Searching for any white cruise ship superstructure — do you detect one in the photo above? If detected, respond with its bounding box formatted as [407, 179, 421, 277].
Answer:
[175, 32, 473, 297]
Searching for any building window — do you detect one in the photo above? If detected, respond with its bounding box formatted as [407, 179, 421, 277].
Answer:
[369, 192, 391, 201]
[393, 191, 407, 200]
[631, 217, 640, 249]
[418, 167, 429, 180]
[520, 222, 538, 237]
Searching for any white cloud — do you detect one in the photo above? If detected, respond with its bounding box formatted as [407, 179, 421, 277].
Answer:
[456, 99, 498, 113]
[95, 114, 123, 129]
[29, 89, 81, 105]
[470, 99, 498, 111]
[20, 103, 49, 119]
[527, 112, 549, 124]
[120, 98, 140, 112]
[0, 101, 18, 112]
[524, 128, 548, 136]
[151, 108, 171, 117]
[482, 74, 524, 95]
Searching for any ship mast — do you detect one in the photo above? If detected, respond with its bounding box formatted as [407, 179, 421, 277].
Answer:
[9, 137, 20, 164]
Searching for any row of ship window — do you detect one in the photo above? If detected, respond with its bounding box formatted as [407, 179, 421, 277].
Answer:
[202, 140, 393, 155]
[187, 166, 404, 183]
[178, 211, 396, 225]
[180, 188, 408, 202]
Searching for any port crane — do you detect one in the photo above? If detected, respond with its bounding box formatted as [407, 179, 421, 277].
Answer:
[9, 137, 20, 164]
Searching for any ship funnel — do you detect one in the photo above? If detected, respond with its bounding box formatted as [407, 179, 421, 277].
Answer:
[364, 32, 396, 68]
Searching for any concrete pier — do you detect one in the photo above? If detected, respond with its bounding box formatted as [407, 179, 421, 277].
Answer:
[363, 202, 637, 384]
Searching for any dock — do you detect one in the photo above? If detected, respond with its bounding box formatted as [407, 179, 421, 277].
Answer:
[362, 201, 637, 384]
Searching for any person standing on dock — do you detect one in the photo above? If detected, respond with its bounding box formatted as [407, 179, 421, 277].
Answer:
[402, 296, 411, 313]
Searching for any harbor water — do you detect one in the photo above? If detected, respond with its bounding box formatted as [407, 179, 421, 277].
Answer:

* _Short exercise_: Identify every line in the entries above that contains the string "ship", and copy each of those lines in full.

* _Solution to this exercise_:
Searching for any white cruise ship superstructure — do you detect one in the photo above? If detected, respond with its bounding box formatted as [407, 179, 421, 277].
Searching for any ship mast — do you detect one in the photo above? If detected, respond with its bounding box formatted as [407, 179, 421, 277].
Searching for any row of ship window — do you detect one in the photo above? If detected, respond with its bounding box formatted as [407, 179, 421, 277].
Searching for any ship funnel — do you detect one in the photo above? If detected, respond with its bounding box formatted as [407, 179, 421, 277].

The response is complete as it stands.